- EXERCISE DESCRIPTION -
Read the entries below and pull out each line with the string "instance".

(Collected data)
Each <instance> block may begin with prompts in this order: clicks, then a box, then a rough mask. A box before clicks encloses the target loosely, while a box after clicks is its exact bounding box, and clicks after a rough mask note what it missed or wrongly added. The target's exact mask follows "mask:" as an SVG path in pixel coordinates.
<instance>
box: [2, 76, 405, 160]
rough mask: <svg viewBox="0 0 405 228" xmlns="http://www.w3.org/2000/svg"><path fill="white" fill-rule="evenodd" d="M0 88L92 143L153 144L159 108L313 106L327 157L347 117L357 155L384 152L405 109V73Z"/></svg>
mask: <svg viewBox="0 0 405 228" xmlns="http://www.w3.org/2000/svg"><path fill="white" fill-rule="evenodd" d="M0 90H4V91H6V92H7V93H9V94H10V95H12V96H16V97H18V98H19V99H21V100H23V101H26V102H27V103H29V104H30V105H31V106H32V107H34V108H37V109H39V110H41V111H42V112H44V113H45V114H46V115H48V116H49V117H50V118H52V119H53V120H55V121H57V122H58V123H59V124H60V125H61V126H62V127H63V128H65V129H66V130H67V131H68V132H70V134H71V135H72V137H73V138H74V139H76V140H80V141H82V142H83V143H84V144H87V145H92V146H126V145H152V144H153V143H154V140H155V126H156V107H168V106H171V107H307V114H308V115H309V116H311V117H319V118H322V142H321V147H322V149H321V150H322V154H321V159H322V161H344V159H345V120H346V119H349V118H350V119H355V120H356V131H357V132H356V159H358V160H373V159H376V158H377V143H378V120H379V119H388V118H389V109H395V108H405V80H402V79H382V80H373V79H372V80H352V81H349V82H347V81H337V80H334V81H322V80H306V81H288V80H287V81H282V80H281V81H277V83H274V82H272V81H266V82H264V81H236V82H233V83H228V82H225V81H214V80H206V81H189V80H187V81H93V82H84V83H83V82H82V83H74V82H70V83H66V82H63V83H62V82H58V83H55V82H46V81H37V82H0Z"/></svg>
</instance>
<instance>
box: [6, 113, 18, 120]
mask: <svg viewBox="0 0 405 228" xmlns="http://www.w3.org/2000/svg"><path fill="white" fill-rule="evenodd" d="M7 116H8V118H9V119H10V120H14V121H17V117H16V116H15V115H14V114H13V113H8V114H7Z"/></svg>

- WRITTEN RESPONSE -
Each <instance> block may begin with prompts in this order: clicks, then a box, then a rough mask. A box before clicks encloses the target loosely, while a box after clicks is its exact bounding box, and clicks after a rough mask note what it missed or wrongly added. The target's exact mask follows "mask:" as an SVG path in pixel coordinates.
<instance>
</instance>
<instance>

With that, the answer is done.